Source text:
* * *
How these antibiotics work is pretty simple but devastating to bacterial cells: they block the so-called penicillin-binding proteins. These enzymes sit in the cell wall where they are responsible for building and cross-linking it.

So, when a bacterium gets hit by a β-lactam antibiotic, it loses the ability to divide. Basically, every time it tries to divide, it will burst like a water balloon.

Antibiotics sabotaging bacteria’s genetic machinery

Every bacterial cell carries instructions for life in its DNA, the molecule that stores genetic information. Before dividing, bacteria copy their DNA and then share it with their daughter cells.

Bacteria also make RNA, the molecule that executes the instructions stored in DNA. RNA comes in different types with distinct roles, but it is fundamentally needed to make proteins from DNA.

Some antibiotics exploit this vulnerability by inhibiting one of the cell’s information-processing machineries. This fundamentally interferes with DNA or RNA synthesis. If a bacterium can’t produce DNA or RNA, it can’t divide or maintain its genetic integrity, leading to cell death.

The antibiotic class fluoroquinolones inhibits DNA production. For example, ciprofloxacin freezes the enzymes that help bacteria copy their DNA. When DNA replication stalls, bacteria cannot divide. They accumulate damage and eventually die.

In comparison, rifamycins inhibit RNA synthesis. These antibiotics bind to the RNA polymerase, the enzyme that produces RNA from DNA. They thereby block the first step in protein production.

It’s like cutting electricity to an entire factory; without RNA, the cell cannot produce proteins, halting metabolism and growth. This is highly stressful to bacteria and can quickly kill them.

Antibiotics blocking protein production: The ribosome hijackers

Other antibiotics directly inhibit the protein production step: To build proteins, bacteria produce a temporary working copy of those DNA instructions, the so-called messenger RNA or mRNA.

This molecule travels to the ribosome, which reads the mRNA and makes proteins from it. Since proteins are essential for metabolism, movement, growth and cell division, no cell can function without them.

Some antibiotics, like tetracycline, take advantage of this protein production vulnerability. By interfering with ribosomes, these antibiotics prevent them from producing proteins and eventually the bacterial cells from functioning.
* * *
Stored data entries:
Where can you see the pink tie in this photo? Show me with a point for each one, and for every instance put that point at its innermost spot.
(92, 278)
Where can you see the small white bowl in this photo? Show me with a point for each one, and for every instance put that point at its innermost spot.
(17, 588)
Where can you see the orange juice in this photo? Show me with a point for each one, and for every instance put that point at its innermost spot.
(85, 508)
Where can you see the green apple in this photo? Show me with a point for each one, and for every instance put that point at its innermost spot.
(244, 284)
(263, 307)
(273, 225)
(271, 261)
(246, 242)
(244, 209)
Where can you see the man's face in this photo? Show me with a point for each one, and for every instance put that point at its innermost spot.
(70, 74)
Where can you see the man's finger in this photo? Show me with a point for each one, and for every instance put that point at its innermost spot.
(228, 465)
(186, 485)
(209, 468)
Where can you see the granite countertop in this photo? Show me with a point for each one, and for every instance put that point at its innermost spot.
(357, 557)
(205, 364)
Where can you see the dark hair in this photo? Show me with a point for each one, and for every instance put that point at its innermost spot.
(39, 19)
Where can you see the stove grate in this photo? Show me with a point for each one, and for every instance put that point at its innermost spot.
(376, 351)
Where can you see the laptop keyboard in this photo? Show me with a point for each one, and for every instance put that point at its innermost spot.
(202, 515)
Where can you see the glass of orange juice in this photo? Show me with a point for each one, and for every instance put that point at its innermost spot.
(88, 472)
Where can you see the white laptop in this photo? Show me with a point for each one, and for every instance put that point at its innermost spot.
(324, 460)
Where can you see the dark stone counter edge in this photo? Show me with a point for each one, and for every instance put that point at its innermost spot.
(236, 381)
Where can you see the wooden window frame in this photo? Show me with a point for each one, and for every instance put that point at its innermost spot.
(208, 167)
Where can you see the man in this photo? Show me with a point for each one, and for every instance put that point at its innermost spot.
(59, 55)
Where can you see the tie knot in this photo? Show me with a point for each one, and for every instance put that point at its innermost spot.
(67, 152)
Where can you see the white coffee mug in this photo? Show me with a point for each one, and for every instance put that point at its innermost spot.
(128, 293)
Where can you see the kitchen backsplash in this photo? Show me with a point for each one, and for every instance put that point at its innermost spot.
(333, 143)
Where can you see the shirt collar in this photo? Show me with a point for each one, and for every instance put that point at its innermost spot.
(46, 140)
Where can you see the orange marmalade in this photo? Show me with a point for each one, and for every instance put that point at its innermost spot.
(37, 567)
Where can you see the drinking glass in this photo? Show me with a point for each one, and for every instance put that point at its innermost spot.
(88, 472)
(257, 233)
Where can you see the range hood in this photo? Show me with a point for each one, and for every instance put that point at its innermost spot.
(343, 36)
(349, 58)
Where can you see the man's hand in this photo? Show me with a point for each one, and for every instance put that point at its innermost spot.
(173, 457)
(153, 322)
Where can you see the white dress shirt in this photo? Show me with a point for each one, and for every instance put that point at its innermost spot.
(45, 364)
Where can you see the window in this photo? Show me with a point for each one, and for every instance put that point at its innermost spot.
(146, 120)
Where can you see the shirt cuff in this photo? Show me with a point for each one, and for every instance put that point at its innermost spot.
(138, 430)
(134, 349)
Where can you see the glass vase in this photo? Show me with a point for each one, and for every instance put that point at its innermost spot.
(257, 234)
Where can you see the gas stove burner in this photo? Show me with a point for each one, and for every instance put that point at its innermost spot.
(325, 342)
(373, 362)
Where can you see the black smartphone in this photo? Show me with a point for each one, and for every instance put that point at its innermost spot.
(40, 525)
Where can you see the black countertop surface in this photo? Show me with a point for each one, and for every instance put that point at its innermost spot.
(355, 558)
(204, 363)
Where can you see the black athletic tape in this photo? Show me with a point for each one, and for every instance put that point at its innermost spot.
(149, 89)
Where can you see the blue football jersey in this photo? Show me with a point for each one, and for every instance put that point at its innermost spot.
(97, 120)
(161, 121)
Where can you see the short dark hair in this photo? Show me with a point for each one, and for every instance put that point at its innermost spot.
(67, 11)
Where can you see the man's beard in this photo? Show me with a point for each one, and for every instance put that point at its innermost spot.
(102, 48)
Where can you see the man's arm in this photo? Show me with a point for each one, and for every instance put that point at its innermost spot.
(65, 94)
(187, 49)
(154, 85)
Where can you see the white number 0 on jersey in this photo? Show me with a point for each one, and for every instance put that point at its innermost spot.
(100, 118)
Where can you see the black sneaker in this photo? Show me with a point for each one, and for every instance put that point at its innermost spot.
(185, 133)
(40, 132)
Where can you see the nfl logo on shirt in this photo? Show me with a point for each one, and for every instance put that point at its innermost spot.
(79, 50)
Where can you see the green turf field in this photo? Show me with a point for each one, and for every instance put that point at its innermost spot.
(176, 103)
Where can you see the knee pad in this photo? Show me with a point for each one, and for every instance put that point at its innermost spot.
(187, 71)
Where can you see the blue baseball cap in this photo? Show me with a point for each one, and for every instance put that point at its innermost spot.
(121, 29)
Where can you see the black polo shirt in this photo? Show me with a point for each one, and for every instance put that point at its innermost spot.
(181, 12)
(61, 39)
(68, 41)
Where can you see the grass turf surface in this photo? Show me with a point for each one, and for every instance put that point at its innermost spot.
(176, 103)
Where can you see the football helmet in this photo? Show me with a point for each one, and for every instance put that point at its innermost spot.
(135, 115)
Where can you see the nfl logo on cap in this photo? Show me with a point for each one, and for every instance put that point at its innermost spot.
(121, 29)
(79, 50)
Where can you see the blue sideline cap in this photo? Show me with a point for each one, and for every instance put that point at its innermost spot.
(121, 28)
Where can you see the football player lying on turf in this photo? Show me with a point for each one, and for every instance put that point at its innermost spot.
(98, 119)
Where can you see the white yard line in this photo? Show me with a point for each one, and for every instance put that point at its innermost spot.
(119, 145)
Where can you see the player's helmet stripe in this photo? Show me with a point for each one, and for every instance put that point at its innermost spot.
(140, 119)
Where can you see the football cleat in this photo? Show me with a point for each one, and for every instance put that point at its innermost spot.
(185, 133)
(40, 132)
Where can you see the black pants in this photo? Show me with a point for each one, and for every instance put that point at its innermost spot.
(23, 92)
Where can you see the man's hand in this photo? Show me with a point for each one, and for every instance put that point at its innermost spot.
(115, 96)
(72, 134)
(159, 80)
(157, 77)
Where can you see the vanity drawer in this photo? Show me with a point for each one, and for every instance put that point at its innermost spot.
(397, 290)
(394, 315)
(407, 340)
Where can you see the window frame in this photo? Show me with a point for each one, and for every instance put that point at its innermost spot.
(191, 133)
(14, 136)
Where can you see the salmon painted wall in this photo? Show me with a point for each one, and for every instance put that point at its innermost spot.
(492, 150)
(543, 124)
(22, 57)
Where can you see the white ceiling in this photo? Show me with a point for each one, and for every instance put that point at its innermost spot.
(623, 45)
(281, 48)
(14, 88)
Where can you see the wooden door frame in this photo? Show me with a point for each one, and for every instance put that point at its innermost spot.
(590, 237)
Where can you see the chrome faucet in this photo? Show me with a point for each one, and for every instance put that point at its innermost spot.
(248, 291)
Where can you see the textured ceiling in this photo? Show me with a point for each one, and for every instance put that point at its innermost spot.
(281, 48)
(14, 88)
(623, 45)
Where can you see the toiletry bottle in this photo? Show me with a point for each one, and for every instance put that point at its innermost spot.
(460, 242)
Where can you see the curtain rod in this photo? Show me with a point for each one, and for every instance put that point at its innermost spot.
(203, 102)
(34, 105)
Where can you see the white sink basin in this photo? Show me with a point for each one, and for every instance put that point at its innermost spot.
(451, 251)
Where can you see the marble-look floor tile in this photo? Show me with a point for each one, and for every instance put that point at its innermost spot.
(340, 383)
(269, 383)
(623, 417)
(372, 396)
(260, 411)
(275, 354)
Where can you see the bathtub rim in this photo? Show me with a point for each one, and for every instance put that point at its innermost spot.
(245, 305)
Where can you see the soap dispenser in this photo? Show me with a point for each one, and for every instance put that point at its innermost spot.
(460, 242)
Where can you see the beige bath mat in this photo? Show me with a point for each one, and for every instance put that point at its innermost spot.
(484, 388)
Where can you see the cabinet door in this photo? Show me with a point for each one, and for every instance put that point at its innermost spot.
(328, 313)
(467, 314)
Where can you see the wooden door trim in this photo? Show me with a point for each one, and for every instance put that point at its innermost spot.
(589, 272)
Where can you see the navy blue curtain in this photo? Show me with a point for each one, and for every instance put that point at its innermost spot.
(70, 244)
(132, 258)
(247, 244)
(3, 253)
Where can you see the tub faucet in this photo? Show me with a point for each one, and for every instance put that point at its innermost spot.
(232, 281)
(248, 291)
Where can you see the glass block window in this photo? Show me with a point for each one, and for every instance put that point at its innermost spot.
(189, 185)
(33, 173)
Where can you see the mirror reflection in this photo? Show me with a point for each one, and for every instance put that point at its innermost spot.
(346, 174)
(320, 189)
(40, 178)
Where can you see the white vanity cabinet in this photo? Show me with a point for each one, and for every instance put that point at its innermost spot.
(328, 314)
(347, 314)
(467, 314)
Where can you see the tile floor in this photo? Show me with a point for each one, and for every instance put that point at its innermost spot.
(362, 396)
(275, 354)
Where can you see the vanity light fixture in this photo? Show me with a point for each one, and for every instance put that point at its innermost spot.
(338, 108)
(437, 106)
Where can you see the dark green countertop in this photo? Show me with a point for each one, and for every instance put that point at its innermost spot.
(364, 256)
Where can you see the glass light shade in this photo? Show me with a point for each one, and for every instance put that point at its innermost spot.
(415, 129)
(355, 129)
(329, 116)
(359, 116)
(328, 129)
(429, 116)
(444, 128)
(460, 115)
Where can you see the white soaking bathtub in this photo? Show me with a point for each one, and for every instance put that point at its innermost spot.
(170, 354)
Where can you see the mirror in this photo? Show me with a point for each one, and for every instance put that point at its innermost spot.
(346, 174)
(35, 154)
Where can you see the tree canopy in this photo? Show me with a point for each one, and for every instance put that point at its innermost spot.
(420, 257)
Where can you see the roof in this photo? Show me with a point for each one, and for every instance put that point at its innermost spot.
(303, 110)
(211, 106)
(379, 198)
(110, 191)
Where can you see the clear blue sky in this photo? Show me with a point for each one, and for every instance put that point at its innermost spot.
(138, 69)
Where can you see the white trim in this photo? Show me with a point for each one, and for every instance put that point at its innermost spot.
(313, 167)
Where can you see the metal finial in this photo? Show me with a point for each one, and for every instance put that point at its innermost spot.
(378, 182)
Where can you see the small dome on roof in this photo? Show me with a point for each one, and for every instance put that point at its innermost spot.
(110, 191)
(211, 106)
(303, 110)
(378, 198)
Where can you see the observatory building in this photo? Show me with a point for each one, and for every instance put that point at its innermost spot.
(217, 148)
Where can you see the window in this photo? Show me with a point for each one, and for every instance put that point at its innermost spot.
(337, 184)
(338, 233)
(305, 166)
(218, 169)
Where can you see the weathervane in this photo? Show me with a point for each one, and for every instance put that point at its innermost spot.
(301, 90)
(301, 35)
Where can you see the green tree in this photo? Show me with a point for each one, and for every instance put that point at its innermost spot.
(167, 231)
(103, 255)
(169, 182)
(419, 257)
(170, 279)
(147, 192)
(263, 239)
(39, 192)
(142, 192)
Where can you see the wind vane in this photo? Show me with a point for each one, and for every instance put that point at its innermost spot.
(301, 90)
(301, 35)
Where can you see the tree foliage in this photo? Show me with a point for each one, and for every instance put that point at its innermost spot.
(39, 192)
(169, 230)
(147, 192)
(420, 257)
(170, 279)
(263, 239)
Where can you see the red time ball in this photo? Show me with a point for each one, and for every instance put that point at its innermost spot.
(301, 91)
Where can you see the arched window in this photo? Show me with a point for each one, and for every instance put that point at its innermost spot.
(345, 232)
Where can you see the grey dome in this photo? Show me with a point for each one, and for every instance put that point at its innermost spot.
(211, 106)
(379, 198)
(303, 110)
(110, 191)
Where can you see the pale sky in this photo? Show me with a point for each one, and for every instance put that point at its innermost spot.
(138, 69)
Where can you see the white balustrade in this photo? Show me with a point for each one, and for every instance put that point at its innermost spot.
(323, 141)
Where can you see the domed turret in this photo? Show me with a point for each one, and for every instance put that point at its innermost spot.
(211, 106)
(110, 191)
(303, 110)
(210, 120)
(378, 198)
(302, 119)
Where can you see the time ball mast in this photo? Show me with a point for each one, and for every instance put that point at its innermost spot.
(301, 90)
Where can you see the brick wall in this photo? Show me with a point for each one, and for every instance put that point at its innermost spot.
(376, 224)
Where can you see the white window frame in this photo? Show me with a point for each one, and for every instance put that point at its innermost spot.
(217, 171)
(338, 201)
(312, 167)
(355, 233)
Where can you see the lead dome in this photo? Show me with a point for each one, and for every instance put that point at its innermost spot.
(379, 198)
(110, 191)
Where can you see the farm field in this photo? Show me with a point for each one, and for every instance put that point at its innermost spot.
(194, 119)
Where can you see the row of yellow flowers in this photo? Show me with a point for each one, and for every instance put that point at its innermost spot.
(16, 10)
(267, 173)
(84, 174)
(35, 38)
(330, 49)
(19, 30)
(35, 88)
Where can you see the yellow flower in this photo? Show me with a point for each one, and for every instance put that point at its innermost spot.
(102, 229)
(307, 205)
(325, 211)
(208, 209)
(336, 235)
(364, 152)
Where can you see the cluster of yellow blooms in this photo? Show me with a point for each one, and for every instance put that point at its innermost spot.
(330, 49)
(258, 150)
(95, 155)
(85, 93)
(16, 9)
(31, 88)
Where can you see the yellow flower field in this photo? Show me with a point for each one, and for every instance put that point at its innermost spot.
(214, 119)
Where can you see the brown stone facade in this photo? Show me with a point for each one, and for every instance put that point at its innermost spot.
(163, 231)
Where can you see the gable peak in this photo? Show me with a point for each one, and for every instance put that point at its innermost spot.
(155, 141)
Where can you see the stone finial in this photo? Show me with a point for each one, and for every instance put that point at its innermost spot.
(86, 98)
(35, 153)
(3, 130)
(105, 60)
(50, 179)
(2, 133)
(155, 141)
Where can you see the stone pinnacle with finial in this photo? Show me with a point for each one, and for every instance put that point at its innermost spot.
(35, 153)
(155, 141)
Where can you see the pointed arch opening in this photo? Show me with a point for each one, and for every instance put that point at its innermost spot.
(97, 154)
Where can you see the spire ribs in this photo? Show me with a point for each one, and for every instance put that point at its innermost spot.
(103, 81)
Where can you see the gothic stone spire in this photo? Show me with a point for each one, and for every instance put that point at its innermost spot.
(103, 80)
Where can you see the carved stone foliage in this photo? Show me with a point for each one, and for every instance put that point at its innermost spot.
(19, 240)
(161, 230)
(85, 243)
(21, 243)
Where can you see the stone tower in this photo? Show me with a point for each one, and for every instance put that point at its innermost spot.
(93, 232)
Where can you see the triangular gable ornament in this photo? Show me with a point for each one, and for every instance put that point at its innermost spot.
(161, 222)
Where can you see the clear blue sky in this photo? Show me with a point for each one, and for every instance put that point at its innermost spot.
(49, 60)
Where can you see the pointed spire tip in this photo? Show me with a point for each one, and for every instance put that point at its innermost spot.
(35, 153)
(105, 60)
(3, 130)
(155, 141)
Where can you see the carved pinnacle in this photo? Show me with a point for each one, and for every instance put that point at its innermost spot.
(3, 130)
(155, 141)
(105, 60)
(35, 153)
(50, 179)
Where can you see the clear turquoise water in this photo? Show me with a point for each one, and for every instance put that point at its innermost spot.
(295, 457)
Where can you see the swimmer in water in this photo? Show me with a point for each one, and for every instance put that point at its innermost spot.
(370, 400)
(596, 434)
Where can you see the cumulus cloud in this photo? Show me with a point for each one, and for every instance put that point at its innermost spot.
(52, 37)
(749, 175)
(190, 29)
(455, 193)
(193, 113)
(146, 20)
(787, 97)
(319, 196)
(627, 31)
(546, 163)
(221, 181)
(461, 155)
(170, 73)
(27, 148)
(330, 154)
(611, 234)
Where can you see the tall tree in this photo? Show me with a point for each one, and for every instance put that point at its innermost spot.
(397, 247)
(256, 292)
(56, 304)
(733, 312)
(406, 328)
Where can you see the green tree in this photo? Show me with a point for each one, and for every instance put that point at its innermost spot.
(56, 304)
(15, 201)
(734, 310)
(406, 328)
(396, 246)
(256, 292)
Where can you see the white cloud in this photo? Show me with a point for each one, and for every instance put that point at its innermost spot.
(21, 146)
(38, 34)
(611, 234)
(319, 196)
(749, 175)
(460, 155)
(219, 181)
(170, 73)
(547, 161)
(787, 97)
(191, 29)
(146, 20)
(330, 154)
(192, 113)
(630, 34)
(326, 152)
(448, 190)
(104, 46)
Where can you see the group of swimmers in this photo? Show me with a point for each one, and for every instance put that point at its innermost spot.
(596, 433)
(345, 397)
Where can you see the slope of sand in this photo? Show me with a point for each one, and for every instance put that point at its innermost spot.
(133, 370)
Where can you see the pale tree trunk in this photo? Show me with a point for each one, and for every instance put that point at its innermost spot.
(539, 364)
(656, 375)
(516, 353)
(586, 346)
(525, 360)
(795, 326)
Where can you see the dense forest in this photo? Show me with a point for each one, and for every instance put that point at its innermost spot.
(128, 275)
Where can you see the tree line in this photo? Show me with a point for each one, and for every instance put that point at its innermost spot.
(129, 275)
* * *
Task 1: Summarize the passage on antibiotics in three sentences.
Task 2: List every antibiotic or antibiotic class that the passage on antibiotics mentions by name.

Worked solution 1: β-lactam antibiotics block the penicillin-binding proteins that build and cross-link the bacterial cell wall, so a bacterium bursts whenever it tries to divide. Other antibiotics interfere with DNA or RNA synthesis: fluoroquinolones such as ciprofloxacin stall DNA replication, and rifamycins bind RNA polymerase to block RNA production. Still others, like tetracycline, interfere with ribosomes so that bacteria cannot produce the proteins they need to function.

Worked solution 2:
- β-lactam antibiotics
- fluoroquinolones
- ciprofloxacin
- rifamycins
- tetracycline